Would you return the lines between the one holding "find the woman with blonde updo" and the one holding "find the light blue button-up shirt", inclusive, and only those, exactly as they stand in the listing below?

-------

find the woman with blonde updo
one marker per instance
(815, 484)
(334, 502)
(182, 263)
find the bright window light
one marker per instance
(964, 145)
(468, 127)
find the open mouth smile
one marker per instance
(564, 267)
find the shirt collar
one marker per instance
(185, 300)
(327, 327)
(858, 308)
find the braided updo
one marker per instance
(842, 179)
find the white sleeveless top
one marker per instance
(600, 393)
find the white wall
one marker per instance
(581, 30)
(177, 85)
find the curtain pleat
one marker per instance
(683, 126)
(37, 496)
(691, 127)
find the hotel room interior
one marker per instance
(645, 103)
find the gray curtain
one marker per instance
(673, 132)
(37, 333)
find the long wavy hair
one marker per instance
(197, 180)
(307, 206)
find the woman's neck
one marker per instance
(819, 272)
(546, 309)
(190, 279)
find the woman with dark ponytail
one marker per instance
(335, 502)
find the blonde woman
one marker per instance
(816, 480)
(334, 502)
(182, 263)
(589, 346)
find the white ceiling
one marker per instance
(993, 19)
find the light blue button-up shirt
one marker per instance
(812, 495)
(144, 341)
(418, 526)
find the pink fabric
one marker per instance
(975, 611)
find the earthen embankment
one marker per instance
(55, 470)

-------

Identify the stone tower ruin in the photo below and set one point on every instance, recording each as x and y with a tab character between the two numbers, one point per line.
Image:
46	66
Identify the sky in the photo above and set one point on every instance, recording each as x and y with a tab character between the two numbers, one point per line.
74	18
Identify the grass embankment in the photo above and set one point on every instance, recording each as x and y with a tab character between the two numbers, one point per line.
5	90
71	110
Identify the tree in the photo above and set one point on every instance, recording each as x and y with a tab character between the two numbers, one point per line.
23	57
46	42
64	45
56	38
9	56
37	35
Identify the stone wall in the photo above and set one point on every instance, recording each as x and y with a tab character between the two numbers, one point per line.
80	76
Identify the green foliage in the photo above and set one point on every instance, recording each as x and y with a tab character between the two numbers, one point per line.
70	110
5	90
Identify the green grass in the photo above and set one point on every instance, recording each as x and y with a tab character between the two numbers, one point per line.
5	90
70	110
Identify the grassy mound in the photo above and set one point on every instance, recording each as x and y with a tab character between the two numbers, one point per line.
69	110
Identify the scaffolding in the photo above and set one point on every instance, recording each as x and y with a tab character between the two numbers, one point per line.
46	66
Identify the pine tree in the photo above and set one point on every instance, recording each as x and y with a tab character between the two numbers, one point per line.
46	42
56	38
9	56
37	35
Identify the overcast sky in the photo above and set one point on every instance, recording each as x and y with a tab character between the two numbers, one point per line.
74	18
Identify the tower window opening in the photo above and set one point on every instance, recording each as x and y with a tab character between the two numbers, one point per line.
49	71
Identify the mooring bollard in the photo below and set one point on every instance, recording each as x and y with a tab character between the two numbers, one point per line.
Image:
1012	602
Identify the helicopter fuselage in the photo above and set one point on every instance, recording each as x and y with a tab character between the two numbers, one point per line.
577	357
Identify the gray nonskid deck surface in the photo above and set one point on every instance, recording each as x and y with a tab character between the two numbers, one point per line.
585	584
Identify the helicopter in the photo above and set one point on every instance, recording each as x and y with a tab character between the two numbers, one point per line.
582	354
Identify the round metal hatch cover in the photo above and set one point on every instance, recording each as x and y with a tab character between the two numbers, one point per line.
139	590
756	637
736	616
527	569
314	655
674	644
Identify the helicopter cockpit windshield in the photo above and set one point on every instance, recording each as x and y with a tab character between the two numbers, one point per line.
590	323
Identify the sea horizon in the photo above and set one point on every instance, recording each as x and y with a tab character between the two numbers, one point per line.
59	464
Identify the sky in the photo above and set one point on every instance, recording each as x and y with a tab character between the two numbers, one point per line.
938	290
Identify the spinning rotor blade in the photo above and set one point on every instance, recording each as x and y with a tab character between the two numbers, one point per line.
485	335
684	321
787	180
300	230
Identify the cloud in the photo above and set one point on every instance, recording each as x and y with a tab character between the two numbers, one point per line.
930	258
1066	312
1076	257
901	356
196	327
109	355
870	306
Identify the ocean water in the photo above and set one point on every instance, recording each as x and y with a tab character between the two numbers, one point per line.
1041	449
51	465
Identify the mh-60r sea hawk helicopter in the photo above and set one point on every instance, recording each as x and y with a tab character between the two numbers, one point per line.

-------

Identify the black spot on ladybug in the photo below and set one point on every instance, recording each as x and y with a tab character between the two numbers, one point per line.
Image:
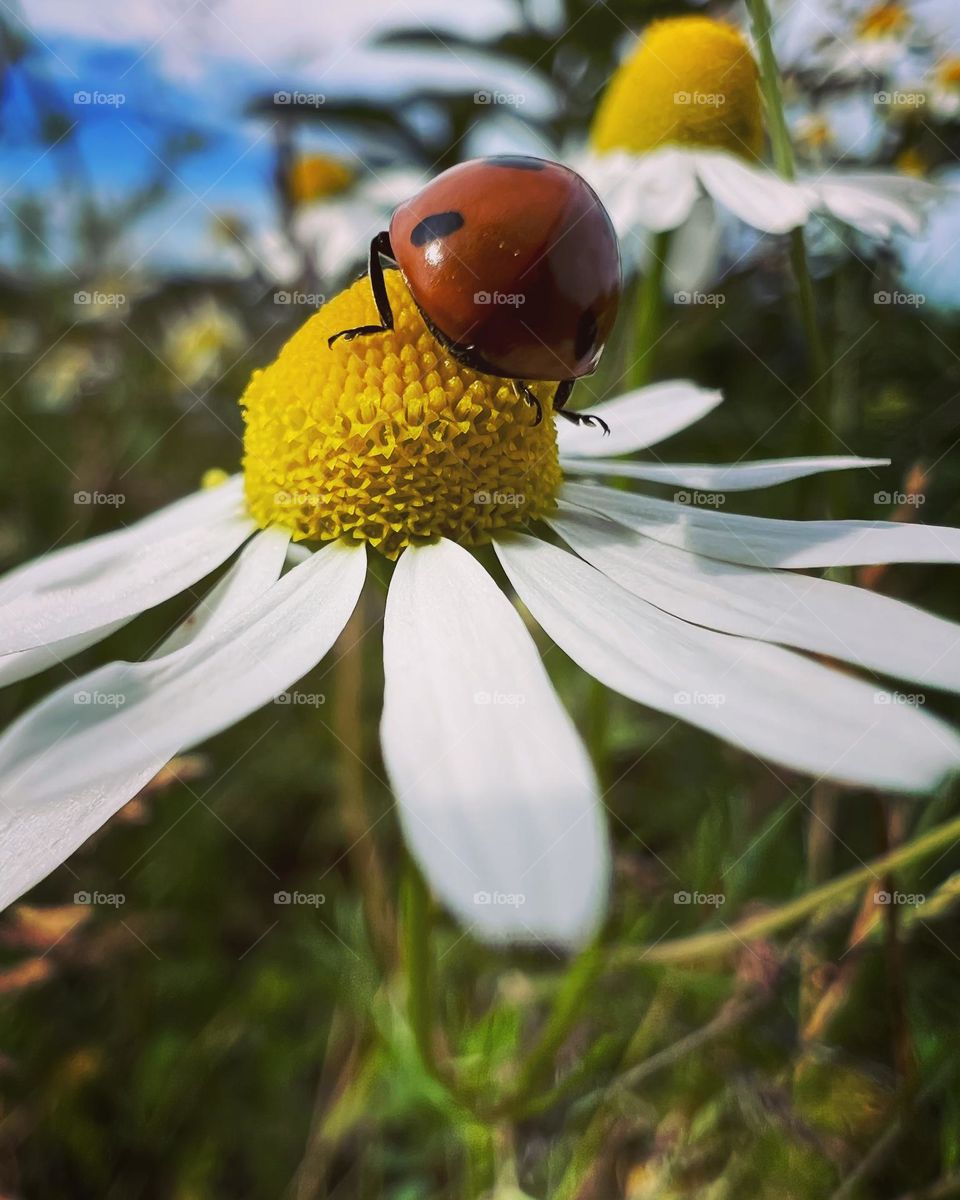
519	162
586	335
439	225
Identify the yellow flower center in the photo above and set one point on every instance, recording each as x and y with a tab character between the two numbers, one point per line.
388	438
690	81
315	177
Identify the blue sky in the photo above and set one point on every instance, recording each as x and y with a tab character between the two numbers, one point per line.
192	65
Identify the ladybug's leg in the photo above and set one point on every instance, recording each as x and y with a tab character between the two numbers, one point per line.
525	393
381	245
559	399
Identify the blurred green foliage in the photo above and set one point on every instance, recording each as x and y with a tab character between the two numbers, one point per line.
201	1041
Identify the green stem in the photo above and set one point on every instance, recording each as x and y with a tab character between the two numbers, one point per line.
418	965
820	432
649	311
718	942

-------

EXERCISE ANSWER:
find the woman with blonde updo
one marker per instance
(815, 484)
(334, 502)
(182, 263)
find the bright window light
one marker per instance
(964, 145)
(468, 127)
find the open mouth smile
one marker per instance
(564, 267)
find the shirt collar
one marker per instance
(185, 300)
(327, 327)
(858, 308)
find the braided updo
one marker per instance
(842, 179)
find the white sleeveless top
one marker per instance
(600, 393)
find the white wall
one marker per instance
(581, 30)
(177, 85)
find the curtain pleat
one marker per instance
(683, 126)
(37, 496)
(691, 127)
find the hotel room interior
one marker per instance
(645, 103)
find the gray curtain
one marker per instance
(673, 132)
(37, 333)
find the long wavy hair
one marker per instance
(197, 180)
(307, 206)
find the woman's neck
one marker per instance
(819, 272)
(546, 309)
(190, 279)
find the woman with dark ponytail
one marker per instance
(335, 502)
find the blonde woman
one marker per instance
(816, 480)
(334, 502)
(182, 263)
(589, 346)
find the white ceiling
one marker per instance
(993, 19)
find the light blue button-up shirt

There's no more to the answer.